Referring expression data
::::::

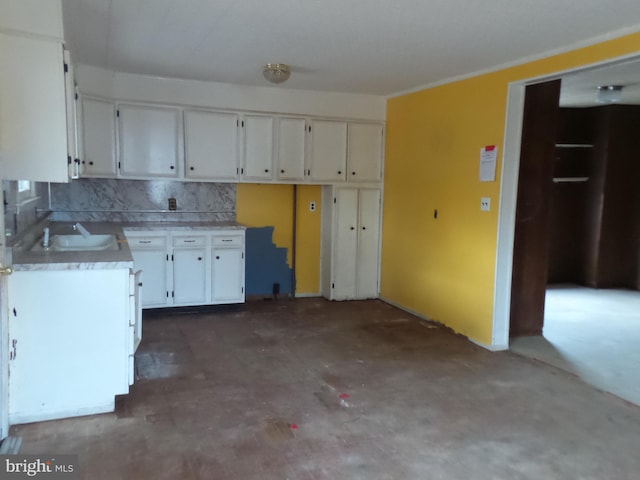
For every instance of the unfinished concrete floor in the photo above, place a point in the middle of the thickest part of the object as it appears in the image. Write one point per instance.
(592, 333)
(310, 389)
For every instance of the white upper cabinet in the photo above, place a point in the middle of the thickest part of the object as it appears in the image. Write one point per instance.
(364, 157)
(328, 151)
(290, 148)
(72, 118)
(211, 145)
(98, 138)
(148, 141)
(258, 147)
(33, 111)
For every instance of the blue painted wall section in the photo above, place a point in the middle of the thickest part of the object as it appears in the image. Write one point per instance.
(265, 263)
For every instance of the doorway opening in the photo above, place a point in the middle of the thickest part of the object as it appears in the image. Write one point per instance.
(590, 322)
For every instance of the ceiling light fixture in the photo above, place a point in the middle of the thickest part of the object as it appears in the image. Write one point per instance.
(609, 93)
(276, 72)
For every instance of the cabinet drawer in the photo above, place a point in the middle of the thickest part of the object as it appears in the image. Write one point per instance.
(138, 243)
(189, 241)
(227, 241)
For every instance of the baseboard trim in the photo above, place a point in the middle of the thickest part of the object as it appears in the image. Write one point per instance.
(491, 348)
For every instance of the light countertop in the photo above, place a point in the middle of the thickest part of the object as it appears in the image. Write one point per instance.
(23, 259)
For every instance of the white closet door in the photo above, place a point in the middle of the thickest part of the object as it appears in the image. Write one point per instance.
(368, 244)
(346, 248)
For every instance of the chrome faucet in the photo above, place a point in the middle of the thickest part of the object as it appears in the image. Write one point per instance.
(45, 237)
(83, 231)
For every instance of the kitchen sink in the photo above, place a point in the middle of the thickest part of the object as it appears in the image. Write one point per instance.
(78, 243)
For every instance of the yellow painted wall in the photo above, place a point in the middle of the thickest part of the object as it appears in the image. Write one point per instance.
(443, 268)
(262, 205)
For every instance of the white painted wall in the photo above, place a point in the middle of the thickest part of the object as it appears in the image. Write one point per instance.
(37, 17)
(123, 86)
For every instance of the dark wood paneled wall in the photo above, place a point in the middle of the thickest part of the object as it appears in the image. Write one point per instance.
(595, 225)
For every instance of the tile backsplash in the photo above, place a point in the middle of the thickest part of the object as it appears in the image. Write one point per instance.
(141, 200)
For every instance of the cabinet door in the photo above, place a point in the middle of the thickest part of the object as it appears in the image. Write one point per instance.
(346, 245)
(148, 141)
(290, 148)
(227, 275)
(328, 151)
(150, 256)
(365, 152)
(33, 136)
(98, 139)
(72, 119)
(258, 147)
(189, 276)
(211, 145)
(368, 244)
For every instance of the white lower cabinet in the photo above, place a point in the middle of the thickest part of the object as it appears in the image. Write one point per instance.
(189, 270)
(227, 269)
(149, 252)
(179, 269)
(70, 342)
(350, 243)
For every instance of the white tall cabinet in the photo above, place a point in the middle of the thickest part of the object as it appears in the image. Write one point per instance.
(33, 109)
(350, 242)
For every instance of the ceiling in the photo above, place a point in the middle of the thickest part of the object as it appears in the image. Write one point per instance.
(378, 47)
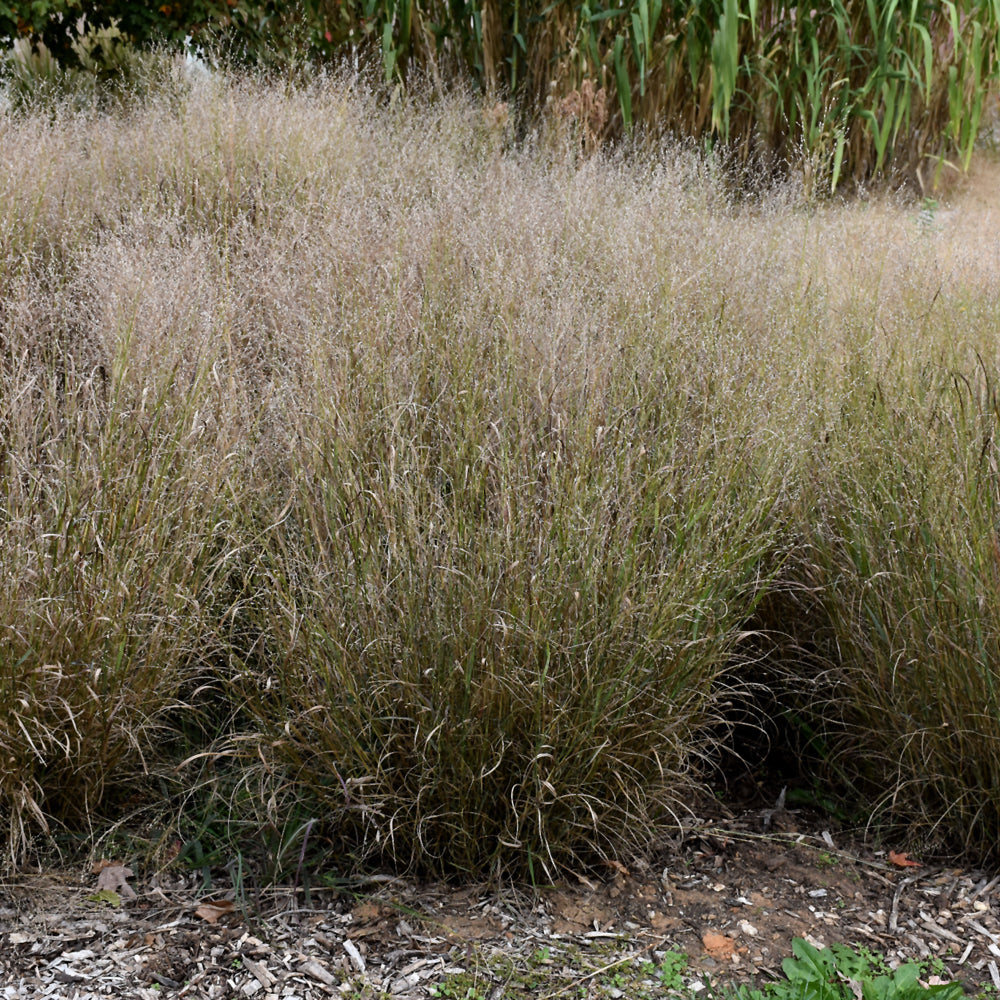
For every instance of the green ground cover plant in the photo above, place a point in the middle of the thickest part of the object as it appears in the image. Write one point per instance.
(840, 972)
(374, 483)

::::::

Your answer must be an exact copy of the records, free of images.

For every instance of the unfinished concrete floor in the photo above, place a point in the middle of the thickest part of the object as it appears in the image. Write one point per instance.
(592, 333)
(310, 389)
For every instance of the white upper cabinet in the photo above, place a point in the middle of the thickest part of the object as it appears in the image. Write one point per instance.
(364, 157)
(328, 151)
(290, 148)
(72, 118)
(211, 145)
(98, 138)
(148, 141)
(258, 147)
(33, 111)
For every instance of the blue painted wall section in the photo above, place a point in the middle of the thickest part of the object as it appears in the image. Write one point per instance.
(265, 263)
For every instance of the doorway opening in the photo above, place a point in the middle of the thickest part of the object as it appears in the image. Write one point per instance.
(590, 322)
For every instance of the ceiling light fixture in the photo above, place a point in the middle of the thickest part of the object as it appears in the image. Write one point per instance.
(609, 93)
(276, 72)
For every instance of the cabinet drawer in the photo above, place a point in the middle of the thickest part of the object as it appears in the image. Write one point per instance.
(138, 243)
(189, 241)
(227, 241)
For every instance of the baseboard trim in the photo above, place a point in the middle of the thickest part of the object as it appears in the image. Write one point per instance.
(491, 348)
For every instance of the light countertop in the photo above, place a point in the middle of the thickest part of the object as it appears in the image. Write one point per instance.
(23, 259)
For every instance of the white closet door in the photo above, place a point in the middle of the thickest part of the object as it appears in the image. Write one point per instance.
(368, 244)
(346, 248)
For every instance of the chrome faucet in the photo above, place a point in the middle of the thickest part of the object as it appears in the image. Write one point per instance.
(45, 237)
(83, 231)
For every instance of the kitchen sink in the photo above, place a point in the middle of the thickest part of the object as it appears in the image. Write one point per instance.
(78, 243)
For every instance of the yellow painted wall in the photo above, place a point in the middle of the thickest part of the object as it appears in the image. Write one point per instance.
(443, 268)
(262, 205)
For every instance of the white painted wall in the photo above, place a point in the middle of the thickest part of the object as it appears in the image. Write one point per instance.
(37, 17)
(123, 86)
For every instance of the dark wood paneled wall in the photo above, place a point in the middle of the thickest part of the object as it appears in the image. Write one point per instance.
(595, 225)
For every instance of the tile backsplash in the photo above, place a point in the middle of the thickest part of the object as it appears in the image. Write one point per instance.
(141, 200)
For every instance of the cabinet door in the photo above, place a point in the middle of the thickest part of the object as it appears in the image. Write one point per instance.
(346, 245)
(148, 141)
(290, 148)
(227, 275)
(328, 151)
(150, 256)
(365, 152)
(33, 136)
(98, 139)
(72, 119)
(258, 147)
(189, 276)
(211, 145)
(368, 244)
For every instance of the white lower cabinet in the photo above, place a point in the middle of the thickest part of the object as it appears in the image. Write one point per instance.
(189, 270)
(227, 269)
(149, 252)
(179, 269)
(70, 342)
(350, 243)
For every instance of the white tall cabinet in the photo above, place a point in the middle of the thickest part of the object as it appears in the image. Write one point per instance.
(33, 109)
(350, 242)
For every instance of the ceiling in the photo above, place a point in the middle of the thickest part of the object as it appears in the image. Write one point per instance.
(378, 47)
For every instance of the green ground cover plant in the photo above, place a point in the middle of the thickest part of the object as it appears in the image. Write one point per instance.
(840, 972)
(374, 483)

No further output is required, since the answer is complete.